As a child, the paddleball courts across the street beckoned to Rosie.  Ever since she saw Billie Jean King beat Bobby Riggs, she wanted to play tennis but there weren't any nearby courts.  Paddleball seemed like the next best alternative.  So that's where we began setting up Rosie's portrait.  Her brother arrived in his Mets T-shirt (Rosie was wearing her Yankees jersey), and I could feel the sporting spirit between them, revived from their childhood matches on the court.

I was forewarned that their paddleball skills were not as honed as in their younger years and I might want to watch out as I jockeyed for a good photograph in their line of fire.  Art, however, takes precedence over prudence and as they began whacking the ball around, I got hit six or seven times.  Anything for a good shot!

In Rosie's own words: "The thing about sports in general is that they teach you the importance of having a competitive edge.  But I try not to go overboard either.  The point is to work hard but have fun while you're doing it.  Paddleball is actually a good lesson in strategy––where to place the ball, how to make your opponents run so that they get tired.  You want to dominate the middle of the court, if you can.  And if your opponent gets the center, you try to lure him to the margins.  These are helpful lessons, especially in politics."  Well, Rosie definitely plays an ambitious game, but at the end of a sweltering summer day, she still had an unconditional hug for me.  


I learned about former Mayor Elizabeth Wilson while on assignment in Decatur, Georgia.  I was intrigued by this 'local legend' who had played a pivotal role in the desegregation of Decatur public schools and libraries during the 1960s.  When Elizabeth accepted our invitation to pose for PIP, I knew I was about to photograph a Civil Rights icon.

-- -- --

**To do**
• 1. In the account of the portrait sessions, does each statement agree with the text? (a) Rosie's brother wore a Yankees jersey. (b) The photographer was struck by the ball more than once. (c) Elizabeth Wilson had served as a mayor.
• 2. According to the account of the portrait sessions, where was the writer on assignment when first learning about Elizabeth Wilson?
The records have no connection to the text.

(Stored dataset items)

-- -- --

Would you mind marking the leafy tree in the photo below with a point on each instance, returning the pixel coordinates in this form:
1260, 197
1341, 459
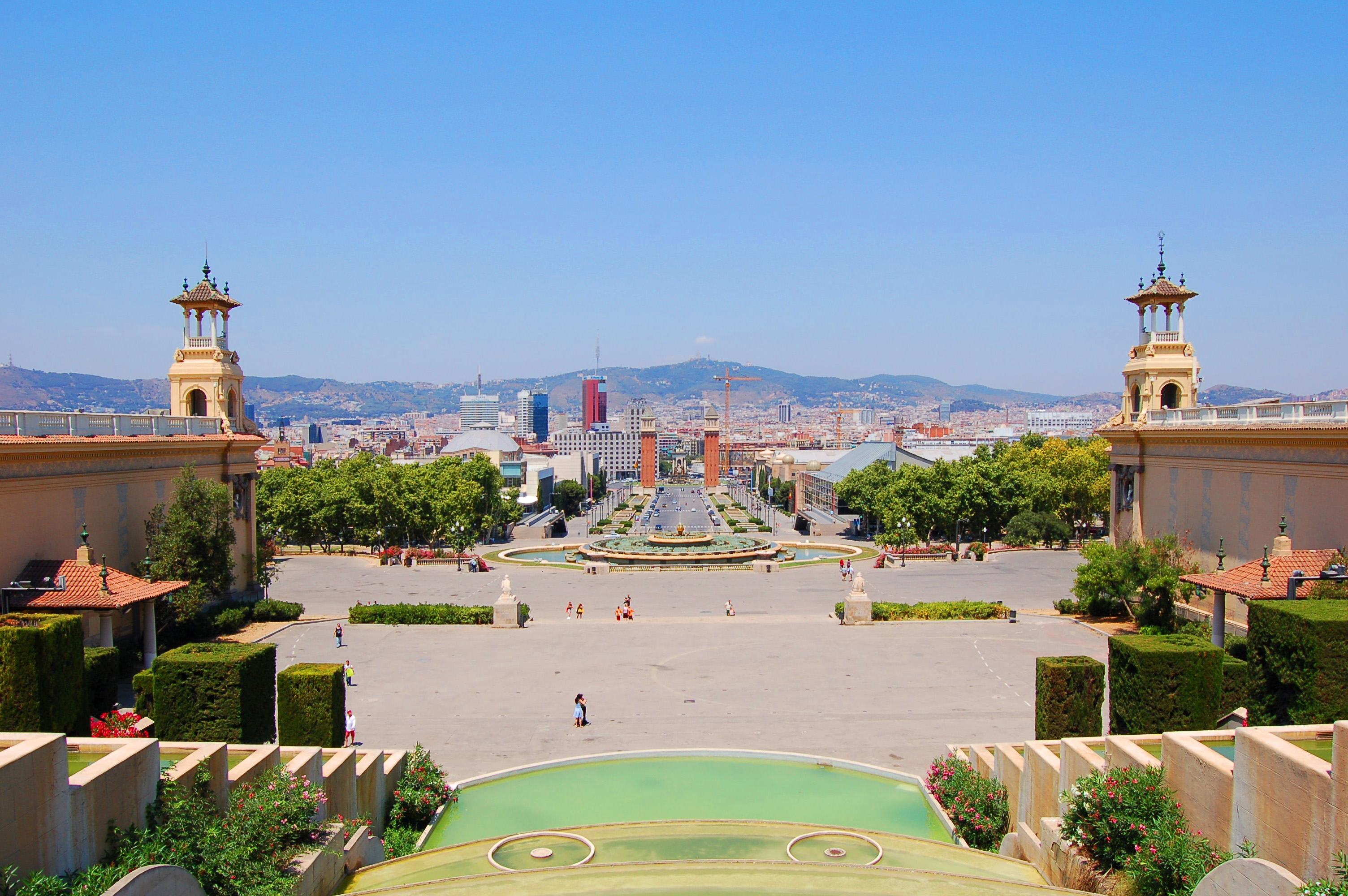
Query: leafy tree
568, 496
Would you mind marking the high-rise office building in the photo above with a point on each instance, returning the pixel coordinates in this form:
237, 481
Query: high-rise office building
531, 415
594, 401
480, 411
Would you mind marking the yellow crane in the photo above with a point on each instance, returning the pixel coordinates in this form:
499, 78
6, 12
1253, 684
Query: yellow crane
726, 423
838, 422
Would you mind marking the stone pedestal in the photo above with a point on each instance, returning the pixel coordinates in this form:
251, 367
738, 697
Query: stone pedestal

-- -- --

**Answer list**
• 1.
(a) No: "Her brother arrived in his Mets T-shirt (Rosie was wearing her Yankees jersey)"
(b) Yes: "I got hit six or seven times"
(c) Yes: "former Mayor Elizabeth Wilson"

• 2. Decatur, Georgia